■ **Records provided**:
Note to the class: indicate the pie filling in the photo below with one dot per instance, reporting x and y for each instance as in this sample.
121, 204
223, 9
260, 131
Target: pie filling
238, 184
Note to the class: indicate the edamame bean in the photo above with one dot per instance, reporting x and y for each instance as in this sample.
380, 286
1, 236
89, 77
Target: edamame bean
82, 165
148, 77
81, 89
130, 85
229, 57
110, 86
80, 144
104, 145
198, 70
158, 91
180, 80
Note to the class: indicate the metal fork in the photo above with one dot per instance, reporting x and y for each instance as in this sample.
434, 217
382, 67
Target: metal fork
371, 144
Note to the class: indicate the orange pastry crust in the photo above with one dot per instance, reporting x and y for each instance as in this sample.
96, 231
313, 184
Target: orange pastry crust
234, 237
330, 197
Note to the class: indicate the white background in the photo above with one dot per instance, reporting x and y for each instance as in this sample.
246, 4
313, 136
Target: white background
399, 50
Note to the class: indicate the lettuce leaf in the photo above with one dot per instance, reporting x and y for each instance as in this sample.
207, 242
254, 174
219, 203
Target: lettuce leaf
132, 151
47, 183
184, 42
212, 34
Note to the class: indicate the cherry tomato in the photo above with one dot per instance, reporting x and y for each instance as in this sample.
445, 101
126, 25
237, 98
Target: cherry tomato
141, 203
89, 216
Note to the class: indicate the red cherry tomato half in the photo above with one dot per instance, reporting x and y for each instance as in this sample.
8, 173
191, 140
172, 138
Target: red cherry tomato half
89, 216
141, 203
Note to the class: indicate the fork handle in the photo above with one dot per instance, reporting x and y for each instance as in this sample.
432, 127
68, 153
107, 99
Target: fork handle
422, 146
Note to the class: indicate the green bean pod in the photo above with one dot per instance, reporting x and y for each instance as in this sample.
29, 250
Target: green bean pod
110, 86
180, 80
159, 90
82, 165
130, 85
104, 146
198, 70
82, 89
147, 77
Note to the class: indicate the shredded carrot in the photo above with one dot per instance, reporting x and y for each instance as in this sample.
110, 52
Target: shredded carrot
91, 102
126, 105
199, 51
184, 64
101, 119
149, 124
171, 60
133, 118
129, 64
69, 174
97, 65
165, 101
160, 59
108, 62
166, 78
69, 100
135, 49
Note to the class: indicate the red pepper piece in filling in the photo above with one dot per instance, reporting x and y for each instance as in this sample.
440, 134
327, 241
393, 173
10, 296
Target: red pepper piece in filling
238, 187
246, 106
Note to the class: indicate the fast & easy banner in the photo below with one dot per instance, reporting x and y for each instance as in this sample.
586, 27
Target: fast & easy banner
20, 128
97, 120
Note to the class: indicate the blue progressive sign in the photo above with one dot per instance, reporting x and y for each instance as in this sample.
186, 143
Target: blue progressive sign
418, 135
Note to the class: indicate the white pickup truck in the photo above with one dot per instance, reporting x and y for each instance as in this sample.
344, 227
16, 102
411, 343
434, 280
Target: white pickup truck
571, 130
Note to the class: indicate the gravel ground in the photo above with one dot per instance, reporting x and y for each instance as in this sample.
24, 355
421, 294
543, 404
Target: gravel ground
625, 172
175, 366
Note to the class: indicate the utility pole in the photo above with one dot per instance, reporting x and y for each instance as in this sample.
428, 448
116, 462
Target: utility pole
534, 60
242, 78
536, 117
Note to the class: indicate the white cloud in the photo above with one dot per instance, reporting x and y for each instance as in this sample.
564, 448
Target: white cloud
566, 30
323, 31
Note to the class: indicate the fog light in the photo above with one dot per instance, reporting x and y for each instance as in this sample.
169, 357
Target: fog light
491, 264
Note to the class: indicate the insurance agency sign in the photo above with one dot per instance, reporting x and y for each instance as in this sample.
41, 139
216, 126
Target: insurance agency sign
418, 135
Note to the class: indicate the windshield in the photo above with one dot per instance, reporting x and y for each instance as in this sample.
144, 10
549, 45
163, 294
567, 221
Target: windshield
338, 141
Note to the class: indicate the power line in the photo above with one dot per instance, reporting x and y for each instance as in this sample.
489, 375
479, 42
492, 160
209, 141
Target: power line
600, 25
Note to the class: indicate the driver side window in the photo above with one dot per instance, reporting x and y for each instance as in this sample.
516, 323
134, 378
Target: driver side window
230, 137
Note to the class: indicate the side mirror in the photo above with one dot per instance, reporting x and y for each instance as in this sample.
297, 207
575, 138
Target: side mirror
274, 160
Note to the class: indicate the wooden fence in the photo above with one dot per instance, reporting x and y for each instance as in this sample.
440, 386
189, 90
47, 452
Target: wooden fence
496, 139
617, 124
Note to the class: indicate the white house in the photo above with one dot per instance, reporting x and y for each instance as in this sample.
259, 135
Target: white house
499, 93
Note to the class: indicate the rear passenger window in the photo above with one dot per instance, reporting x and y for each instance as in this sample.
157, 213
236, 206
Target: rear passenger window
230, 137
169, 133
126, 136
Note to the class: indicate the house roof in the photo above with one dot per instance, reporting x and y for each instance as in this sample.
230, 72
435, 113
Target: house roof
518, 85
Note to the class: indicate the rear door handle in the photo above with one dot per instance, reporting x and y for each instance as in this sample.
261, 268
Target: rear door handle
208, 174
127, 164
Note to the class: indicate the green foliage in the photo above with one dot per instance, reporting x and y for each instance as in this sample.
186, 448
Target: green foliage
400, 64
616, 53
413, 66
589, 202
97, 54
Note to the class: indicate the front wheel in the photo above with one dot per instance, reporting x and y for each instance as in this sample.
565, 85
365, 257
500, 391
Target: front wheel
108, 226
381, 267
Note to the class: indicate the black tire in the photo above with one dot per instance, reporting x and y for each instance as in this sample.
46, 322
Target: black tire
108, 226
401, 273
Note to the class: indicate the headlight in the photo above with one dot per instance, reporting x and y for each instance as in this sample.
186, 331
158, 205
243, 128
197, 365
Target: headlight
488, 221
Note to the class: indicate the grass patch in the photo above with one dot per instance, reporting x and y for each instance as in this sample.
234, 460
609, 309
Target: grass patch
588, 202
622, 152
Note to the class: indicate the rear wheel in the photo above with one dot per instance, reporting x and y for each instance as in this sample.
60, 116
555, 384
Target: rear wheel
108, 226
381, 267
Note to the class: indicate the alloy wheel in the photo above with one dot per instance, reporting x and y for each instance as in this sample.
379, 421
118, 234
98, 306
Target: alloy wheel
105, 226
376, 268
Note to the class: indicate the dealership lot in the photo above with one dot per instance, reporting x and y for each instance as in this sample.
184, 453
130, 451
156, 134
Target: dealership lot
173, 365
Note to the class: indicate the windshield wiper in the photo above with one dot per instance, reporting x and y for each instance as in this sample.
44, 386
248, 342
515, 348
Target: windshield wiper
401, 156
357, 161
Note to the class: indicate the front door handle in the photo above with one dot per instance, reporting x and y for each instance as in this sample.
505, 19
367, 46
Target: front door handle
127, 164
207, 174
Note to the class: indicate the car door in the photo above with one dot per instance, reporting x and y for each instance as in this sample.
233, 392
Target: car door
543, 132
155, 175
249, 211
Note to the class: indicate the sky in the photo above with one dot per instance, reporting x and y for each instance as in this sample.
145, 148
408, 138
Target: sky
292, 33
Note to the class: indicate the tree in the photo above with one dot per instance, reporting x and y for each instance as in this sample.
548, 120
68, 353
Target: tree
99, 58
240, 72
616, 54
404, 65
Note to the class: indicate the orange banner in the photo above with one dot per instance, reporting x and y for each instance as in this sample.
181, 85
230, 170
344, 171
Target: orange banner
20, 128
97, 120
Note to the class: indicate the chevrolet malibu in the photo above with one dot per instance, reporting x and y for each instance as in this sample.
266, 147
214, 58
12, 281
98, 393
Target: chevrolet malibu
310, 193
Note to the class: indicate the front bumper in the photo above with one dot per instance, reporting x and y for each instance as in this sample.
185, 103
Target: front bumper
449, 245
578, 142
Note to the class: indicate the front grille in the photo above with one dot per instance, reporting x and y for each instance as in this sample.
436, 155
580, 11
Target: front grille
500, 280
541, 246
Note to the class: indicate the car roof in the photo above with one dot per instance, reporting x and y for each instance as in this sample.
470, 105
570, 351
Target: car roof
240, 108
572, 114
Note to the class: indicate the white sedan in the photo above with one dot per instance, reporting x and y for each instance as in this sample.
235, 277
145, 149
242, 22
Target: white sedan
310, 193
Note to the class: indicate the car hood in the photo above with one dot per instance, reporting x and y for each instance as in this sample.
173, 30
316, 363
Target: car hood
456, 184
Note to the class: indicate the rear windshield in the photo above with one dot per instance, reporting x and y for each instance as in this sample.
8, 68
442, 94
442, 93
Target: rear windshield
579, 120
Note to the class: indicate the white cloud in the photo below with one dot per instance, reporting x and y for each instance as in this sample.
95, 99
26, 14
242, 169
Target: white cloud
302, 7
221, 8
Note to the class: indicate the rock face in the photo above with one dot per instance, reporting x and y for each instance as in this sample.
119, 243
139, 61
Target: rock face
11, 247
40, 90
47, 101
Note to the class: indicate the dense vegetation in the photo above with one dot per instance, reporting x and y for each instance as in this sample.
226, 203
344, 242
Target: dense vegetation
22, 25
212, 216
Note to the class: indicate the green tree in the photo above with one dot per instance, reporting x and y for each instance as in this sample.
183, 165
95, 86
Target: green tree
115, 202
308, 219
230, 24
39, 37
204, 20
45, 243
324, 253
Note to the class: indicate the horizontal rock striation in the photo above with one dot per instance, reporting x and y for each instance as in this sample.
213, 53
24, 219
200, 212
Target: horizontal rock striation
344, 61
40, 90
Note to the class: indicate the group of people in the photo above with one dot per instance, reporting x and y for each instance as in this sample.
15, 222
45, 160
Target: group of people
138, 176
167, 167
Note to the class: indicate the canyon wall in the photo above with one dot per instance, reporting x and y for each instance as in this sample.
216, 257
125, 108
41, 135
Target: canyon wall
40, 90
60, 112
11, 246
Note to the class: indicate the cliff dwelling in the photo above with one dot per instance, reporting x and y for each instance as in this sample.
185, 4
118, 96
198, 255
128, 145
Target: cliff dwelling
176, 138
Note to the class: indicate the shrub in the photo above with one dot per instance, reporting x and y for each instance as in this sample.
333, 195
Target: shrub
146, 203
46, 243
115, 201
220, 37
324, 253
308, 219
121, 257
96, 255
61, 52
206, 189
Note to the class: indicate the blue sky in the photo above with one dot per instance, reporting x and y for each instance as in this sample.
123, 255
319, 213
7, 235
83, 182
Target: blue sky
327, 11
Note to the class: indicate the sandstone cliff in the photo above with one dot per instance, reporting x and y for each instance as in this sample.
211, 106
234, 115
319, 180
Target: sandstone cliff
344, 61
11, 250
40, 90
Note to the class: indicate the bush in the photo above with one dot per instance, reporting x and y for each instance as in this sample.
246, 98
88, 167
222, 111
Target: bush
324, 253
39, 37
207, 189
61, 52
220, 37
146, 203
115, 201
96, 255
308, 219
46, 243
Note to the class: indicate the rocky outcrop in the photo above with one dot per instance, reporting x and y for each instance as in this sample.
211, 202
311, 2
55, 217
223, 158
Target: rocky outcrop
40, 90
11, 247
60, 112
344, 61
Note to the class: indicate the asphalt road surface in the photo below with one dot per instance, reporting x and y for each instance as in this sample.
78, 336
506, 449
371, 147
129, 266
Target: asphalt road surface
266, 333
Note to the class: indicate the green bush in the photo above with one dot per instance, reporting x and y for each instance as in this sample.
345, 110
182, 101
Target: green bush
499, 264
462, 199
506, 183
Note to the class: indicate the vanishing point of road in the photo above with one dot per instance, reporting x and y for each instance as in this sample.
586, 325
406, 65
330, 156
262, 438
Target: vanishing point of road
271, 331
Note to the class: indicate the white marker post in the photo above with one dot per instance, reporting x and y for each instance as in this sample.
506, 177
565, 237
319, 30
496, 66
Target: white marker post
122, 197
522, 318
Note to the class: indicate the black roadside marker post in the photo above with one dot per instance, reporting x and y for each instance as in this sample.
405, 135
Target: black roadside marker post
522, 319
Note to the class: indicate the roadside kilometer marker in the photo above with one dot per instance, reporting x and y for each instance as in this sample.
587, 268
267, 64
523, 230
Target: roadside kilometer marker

■ **What this task involves**: All that is wanted is the number of lines in the records that include the string "kilometer".

■ **Result**: 2